◆ TASK GOAL
Reproduce the entire listing below, substituting "oak cabinet" for "wooden cabinet" and changing nothing else. Omit the pictures from your output.

— BEGIN DATA FOR PROCESSING —

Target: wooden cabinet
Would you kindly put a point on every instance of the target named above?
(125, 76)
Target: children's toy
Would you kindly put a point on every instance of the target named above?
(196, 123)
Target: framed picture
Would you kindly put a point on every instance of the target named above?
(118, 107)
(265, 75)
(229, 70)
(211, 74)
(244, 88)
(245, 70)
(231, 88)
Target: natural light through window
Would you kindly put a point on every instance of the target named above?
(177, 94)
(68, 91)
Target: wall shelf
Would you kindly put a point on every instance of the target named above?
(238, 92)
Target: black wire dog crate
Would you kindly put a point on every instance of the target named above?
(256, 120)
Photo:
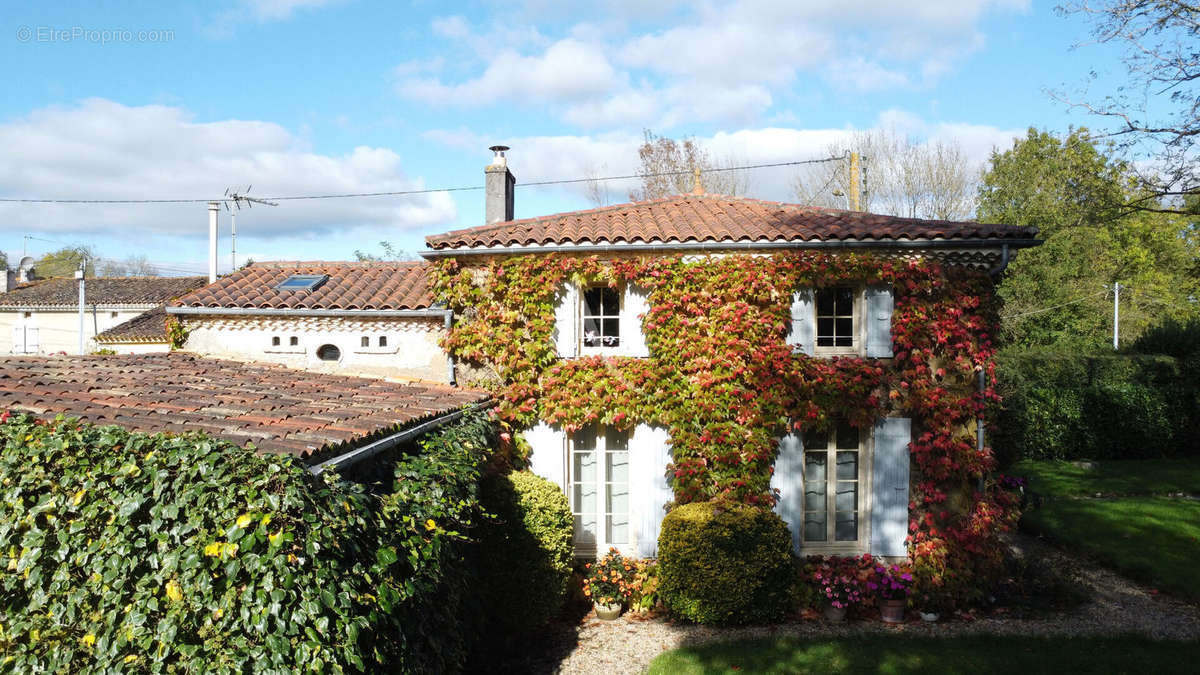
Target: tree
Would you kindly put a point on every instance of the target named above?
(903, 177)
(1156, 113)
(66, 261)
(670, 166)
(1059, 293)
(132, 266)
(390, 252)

— END DATA FOR PROCESSING —

◆ RESPONSE BELOW
Target: oak cabinet
Would you kindly put a point on every instance of the target named above?
(125, 76)
Target: children's toy
Would you kindly put a point on every instance of the target named above?
(196, 123)
Target: framed picture
Would you kindly put a point on every instance of the target named above?
(118, 107)
(265, 75)
(229, 70)
(211, 74)
(244, 88)
(245, 70)
(231, 88)
Target: natural light through window
Would you kindly put a point on every instance of the target named above?
(177, 94)
(68, 91)
Target: wall shelf
Would you kindly put a point on every instance of the target named above?
(238, 92)
Target: black wire dog crate
Would you kindly put a point on every instance of the target named above?
(256, 120)
Photo:
Target: tree
Would you kindly put a point on every instance of the target named above?
(903, 177)
(1156, 113)
(66, 261)
(670, 166)
(1059, 293)
(132, 266)
(390, 252)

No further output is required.